PROBLEM DETAILS: Without the pictures, print each of the records below exactly as it appears.

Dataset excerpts
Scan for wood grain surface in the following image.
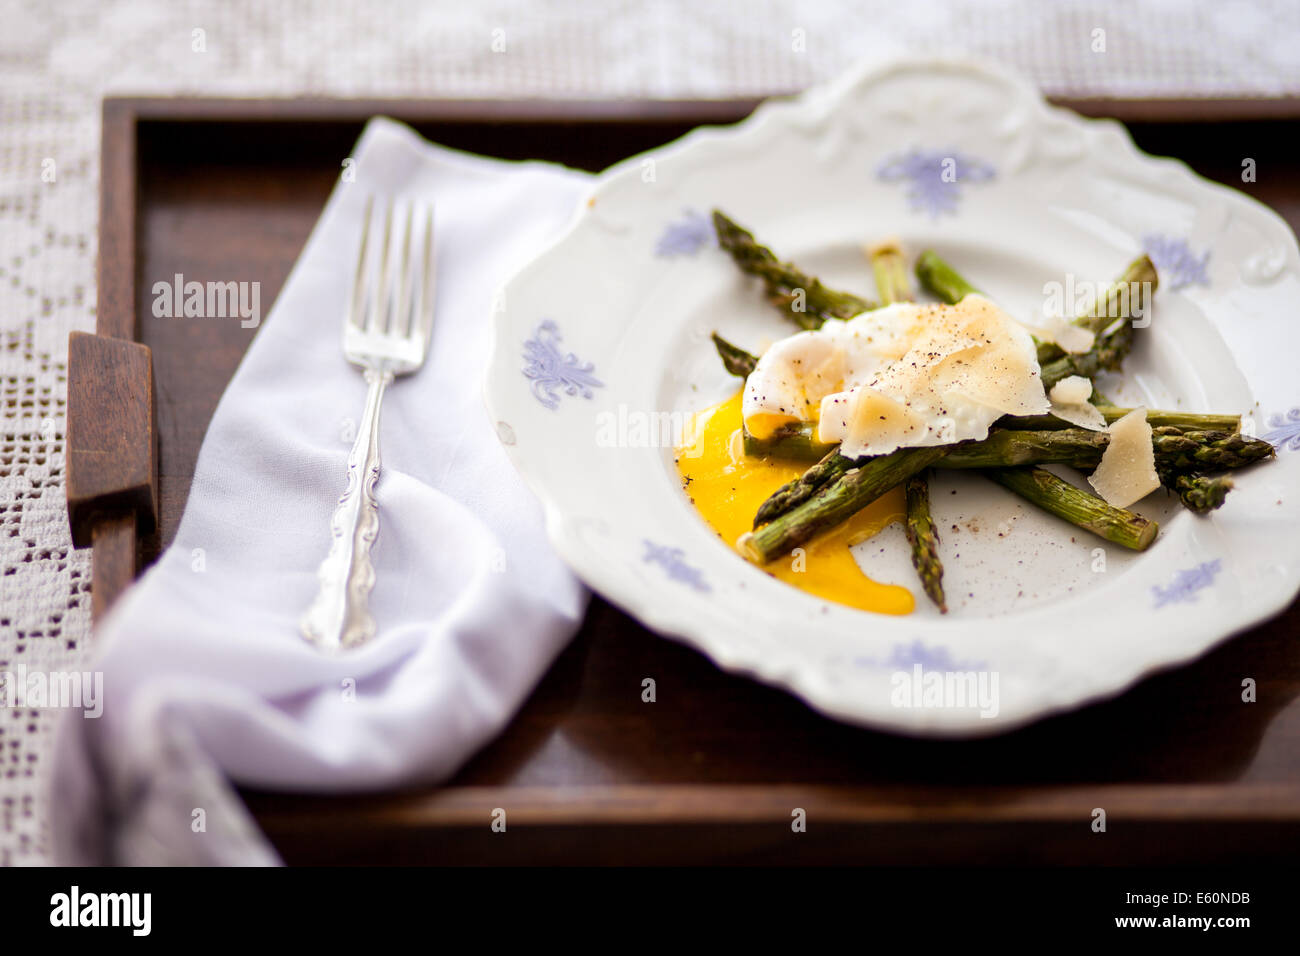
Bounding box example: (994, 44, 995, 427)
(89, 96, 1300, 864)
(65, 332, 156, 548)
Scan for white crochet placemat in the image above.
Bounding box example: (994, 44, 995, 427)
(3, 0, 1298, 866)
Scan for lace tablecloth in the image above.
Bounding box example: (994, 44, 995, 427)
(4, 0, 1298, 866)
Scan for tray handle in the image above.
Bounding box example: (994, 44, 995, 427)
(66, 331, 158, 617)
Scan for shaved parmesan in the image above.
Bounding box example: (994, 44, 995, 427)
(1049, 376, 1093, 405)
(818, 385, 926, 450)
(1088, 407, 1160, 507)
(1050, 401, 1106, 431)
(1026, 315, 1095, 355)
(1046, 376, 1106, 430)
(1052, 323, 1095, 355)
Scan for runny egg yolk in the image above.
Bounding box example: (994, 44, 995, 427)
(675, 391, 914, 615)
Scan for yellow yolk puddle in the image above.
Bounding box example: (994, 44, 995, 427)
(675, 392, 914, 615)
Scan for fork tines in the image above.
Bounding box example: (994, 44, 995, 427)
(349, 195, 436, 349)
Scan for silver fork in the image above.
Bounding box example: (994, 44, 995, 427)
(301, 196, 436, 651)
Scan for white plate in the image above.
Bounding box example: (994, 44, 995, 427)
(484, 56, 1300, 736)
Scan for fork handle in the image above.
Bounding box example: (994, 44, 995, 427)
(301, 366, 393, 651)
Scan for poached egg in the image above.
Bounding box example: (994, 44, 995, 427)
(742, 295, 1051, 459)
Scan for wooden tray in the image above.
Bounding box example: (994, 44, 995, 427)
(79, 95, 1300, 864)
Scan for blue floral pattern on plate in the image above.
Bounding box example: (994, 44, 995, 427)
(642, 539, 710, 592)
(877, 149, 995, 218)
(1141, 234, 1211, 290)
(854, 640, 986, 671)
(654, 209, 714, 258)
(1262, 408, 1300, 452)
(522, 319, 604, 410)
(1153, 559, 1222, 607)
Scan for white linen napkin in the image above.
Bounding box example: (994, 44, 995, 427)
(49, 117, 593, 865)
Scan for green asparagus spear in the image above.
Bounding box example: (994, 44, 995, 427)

SOLUTION TO THIS PROBLEM:
Scan for wood grain surface in the following image.
Bounding box example: (994, 44, 995, 427)
(89, 96, 1300, 864)
(65, 332, 156, 548)
Scan for white crochet placemat in the image above.
Bounding box example: (994, 44, 995, 427)
(3, 0, 1298, 866)
Scan for lace tablecloth in the image above.
Bounding box example: (994, 44, 995, 427)
(4, 0, 1298, 866)
Scan for tray handle in the image above.
Bounding box example: (994, 44, 995, 427)
(66, 331, 158, 617)
Scan for shaved parmesan in the image above.
Bounding box example: (994, 44, 995, 427)
(1049, 376, 1093, 405)
(818, 385, 926, 450)
(1088, 407, 1160, 507)
(1050, 401, 1106, 431)
(1026, 315, 1095, 355)
(1046, 376, 1106, 430)
(1052, 323, 1095, 355)
Scan for runny egg yolk in the image above.
Bounding box example: (994, 44, 995, 427)
(675, 391, 914, 615)
Scan for yellow yolk puddle in the image above.
Bounding box example: (994, 44, 995, 427)
(675, 392, 914, 615)
Scan for fork tines in the image above.
Bounding box example: (994, 44, 995, 427)
(349, 195, 436, 349)
Scan for silver fork in the image above.
Bounding box example: (994, 44, 995, 427)
(301, 196, 436, 651)
Scan for white plate in the image above.
Bounding box example: (994, 44, 995, 427)
(484, 56, 1300, 736)
Scan for fork handle in the image above.
Bounding box example: (994, 44, 995, 427)
(301, 366, 393, 651)
Scan for poached egg in the image above.
Bounding box example: (994, 44, 995, 427)
(742, 295, 1051, 459)
Scan for wooden tray in the image above.
Bounding box example: (994, 44, 995, 427)
(79, 95, 1300, 864)
Scan for blue floral pattern on plate in the image above.
Bounding box example: (994, 44, 995, 427)
(642, 539, 710, 592)
(877, 149, 995, 218)
(1141, 234, 1211, 290)
(854, 640, 986, 671)
(654, 209, 714, 258)
(1262, 408, 1300, 452)
(522, 319, 604, 410)
(1153, 559, 1222, 607)
Scan for white linen napkin in the image above.
Bounding box example: (994, 44, 995, 427)
(49, 117, 593, 865)
Scan for green asparagus spear in the image above.
Bounding box example: (994, 44, 995, 427)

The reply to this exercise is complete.